Whenever the word "woven" turns up in a line below, that line should be copied.
Start of Material for this task
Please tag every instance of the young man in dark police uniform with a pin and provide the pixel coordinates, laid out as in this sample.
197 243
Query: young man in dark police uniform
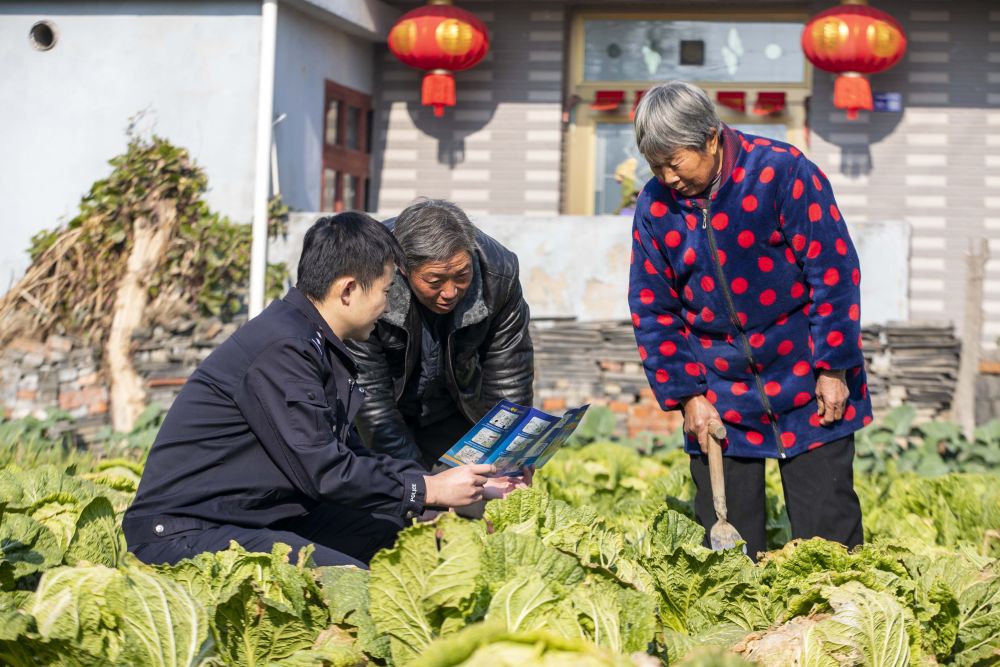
259 446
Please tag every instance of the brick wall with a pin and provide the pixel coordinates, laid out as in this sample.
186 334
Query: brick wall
64 374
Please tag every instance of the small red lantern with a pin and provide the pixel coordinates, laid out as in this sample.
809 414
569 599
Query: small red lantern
442 39
853 40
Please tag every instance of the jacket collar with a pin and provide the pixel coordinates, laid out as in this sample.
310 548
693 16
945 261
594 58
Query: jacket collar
470 310
296 298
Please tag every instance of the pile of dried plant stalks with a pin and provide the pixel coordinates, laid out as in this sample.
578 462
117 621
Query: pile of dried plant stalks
137 235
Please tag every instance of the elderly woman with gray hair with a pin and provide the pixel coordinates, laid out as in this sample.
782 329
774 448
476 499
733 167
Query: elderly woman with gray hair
744 292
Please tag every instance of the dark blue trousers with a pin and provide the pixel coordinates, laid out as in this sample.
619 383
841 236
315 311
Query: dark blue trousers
819 495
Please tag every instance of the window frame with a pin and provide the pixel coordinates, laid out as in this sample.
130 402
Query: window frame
341 159
579 185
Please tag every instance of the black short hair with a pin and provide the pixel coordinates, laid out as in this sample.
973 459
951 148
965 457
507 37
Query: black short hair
346 244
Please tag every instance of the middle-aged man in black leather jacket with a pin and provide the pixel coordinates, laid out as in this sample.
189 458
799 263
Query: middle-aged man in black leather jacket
259 446
453 343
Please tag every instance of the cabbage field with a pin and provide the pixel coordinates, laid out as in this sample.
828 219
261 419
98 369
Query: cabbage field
599 564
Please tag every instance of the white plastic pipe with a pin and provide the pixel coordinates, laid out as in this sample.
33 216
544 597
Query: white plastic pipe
262 159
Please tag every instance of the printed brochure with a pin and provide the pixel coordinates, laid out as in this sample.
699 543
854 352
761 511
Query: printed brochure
512 437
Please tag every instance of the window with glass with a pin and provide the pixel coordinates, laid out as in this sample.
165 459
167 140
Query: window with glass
750 63
724 51
346 149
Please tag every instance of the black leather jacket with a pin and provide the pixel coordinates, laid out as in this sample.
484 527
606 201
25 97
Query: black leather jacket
488 350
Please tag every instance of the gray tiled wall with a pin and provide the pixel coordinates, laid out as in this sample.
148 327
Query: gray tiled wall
936 165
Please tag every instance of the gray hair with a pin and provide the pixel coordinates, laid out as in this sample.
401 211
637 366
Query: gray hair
434 230
671 116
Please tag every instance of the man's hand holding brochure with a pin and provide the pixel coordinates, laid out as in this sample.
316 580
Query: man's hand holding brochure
514 438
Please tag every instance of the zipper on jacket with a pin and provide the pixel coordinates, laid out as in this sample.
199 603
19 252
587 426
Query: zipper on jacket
347 411
453 384
734 318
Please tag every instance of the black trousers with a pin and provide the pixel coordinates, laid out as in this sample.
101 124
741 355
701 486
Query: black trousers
437 438
341 535
819 495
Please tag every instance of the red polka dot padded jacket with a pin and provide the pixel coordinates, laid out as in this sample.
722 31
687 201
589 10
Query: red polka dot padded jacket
747 299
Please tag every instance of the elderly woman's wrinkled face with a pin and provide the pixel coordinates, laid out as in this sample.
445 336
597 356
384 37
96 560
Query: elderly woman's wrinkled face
689 171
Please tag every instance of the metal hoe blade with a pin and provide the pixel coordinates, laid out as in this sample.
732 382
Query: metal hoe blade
722 535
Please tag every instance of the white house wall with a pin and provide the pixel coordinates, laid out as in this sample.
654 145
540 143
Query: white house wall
309 52
189 67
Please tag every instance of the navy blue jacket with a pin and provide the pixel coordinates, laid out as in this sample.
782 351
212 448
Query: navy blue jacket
262 432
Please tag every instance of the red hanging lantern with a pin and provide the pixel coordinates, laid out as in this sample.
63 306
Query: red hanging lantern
853 40
442 39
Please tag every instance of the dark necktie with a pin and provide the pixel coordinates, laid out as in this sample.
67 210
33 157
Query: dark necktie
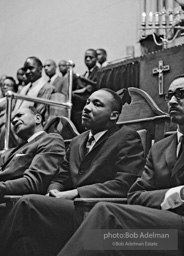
13 153
89 142
182 145
28 89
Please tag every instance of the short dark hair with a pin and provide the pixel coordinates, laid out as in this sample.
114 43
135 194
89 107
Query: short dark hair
35 111
15 85
38 61
102 50
92 50
117 103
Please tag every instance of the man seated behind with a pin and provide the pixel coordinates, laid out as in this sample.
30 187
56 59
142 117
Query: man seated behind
158 196
30 167
102 162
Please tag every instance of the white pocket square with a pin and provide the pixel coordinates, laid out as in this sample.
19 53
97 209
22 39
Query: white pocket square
19 155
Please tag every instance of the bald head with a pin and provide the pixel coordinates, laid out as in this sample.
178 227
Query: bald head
63 67
50 67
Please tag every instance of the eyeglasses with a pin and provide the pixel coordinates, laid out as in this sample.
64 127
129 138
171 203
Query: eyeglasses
178 94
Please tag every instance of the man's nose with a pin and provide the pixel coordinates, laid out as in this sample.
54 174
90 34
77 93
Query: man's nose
14 120
173 100
87 108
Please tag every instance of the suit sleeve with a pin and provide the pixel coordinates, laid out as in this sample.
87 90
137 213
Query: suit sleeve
144 191
44 165
128 166
59 182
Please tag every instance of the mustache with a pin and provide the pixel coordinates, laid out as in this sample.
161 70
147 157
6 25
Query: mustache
174 108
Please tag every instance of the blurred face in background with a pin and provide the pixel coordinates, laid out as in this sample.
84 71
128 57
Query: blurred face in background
90 59
8 85
50 68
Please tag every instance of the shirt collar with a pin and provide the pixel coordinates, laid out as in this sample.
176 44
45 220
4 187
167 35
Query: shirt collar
179 135
34 136
97 136
36 82
53 78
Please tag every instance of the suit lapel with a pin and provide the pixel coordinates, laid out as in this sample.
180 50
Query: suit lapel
91 75
102 139
179 164
105 137
82 144
19 149
171 152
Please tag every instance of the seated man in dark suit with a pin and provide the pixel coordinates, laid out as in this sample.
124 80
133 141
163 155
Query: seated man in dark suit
102 162
158 196
30 167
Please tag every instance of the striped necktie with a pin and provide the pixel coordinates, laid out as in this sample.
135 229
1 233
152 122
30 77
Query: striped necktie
89 142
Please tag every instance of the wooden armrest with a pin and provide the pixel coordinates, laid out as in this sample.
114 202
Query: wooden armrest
84 205
90 202
11 200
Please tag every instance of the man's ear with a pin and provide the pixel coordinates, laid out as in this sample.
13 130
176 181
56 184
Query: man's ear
38 119
114 115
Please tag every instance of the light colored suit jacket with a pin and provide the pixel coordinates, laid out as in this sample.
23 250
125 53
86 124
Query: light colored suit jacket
30 168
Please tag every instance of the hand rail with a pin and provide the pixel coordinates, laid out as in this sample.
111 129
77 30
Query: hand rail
11 95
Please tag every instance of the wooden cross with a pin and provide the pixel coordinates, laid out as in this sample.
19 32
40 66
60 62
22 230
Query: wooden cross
161 68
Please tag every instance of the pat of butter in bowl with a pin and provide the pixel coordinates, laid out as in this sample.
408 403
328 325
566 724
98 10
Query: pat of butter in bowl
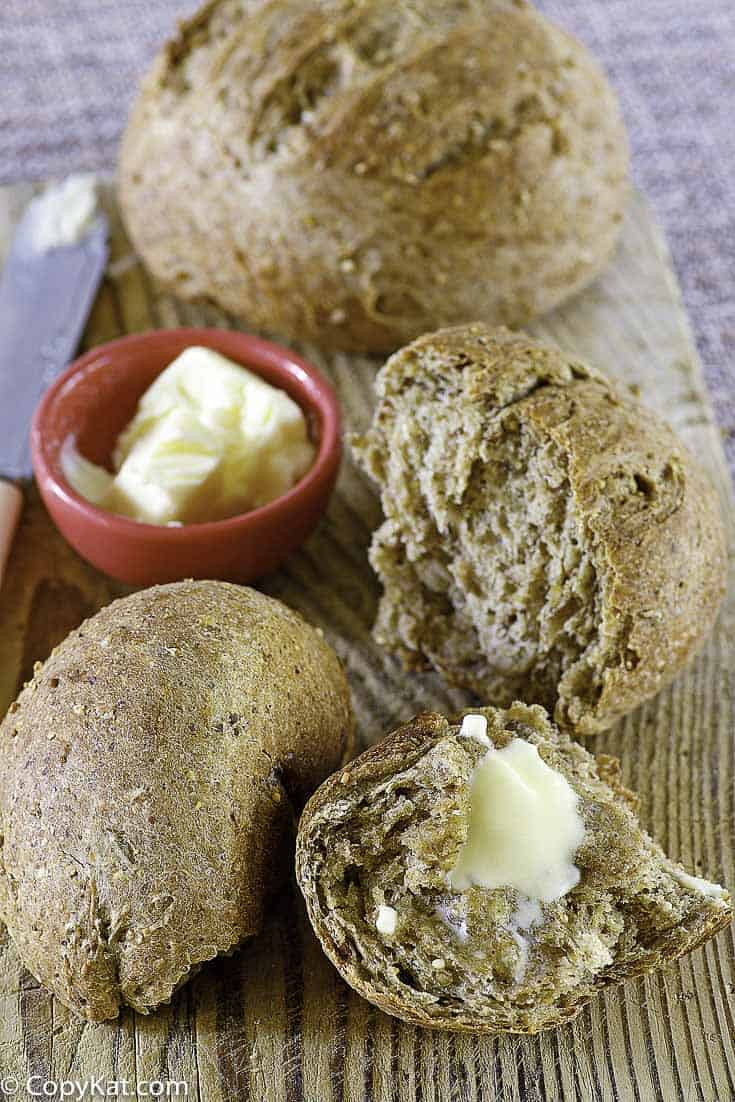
209 440
525 824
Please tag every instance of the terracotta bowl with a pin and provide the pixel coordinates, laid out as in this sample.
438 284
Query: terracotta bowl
97 396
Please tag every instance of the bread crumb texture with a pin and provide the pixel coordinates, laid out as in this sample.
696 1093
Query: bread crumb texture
478 959
547 538
149 779
356 173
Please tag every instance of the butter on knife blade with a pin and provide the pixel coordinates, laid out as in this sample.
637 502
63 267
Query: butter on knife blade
47 285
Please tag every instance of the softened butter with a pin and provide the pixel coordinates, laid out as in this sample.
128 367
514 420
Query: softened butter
523 827
208 440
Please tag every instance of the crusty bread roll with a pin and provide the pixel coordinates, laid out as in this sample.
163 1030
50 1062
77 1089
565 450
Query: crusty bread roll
546 537
386 833
149 780
357 173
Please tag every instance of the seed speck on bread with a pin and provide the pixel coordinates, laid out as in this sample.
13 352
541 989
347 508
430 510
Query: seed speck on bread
375 860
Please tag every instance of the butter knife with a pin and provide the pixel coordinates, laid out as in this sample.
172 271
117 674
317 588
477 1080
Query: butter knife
45 298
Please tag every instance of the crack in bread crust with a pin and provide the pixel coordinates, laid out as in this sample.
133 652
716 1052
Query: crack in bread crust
387 832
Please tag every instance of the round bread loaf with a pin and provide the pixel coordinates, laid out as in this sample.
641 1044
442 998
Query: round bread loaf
546 536
386 833
357 173
149 779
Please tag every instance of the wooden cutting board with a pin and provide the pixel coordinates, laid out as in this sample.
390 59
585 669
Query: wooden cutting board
274 1022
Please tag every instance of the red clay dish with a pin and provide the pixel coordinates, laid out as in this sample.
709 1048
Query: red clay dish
97 396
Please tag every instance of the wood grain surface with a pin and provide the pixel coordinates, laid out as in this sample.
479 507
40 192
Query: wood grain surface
273 1023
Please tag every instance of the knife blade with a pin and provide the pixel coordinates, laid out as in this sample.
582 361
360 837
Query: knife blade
45 298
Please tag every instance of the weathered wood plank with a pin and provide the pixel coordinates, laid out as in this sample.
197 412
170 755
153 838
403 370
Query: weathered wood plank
274 1023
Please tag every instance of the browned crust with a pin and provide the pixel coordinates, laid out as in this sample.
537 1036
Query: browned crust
644 506
397 752
277 163
150 778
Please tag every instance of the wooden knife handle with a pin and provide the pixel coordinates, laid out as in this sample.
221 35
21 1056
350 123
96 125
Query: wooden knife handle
11 503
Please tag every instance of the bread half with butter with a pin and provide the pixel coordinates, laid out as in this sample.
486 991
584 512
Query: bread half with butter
492 875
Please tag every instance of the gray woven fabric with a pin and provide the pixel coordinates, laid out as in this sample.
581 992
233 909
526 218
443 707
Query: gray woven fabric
End of Material for this task
## Answer
Please tag every instance of the gray woven fabric with a pin and provide the pixel coordinates, laid out as in this sample.
Query: gray woven fabric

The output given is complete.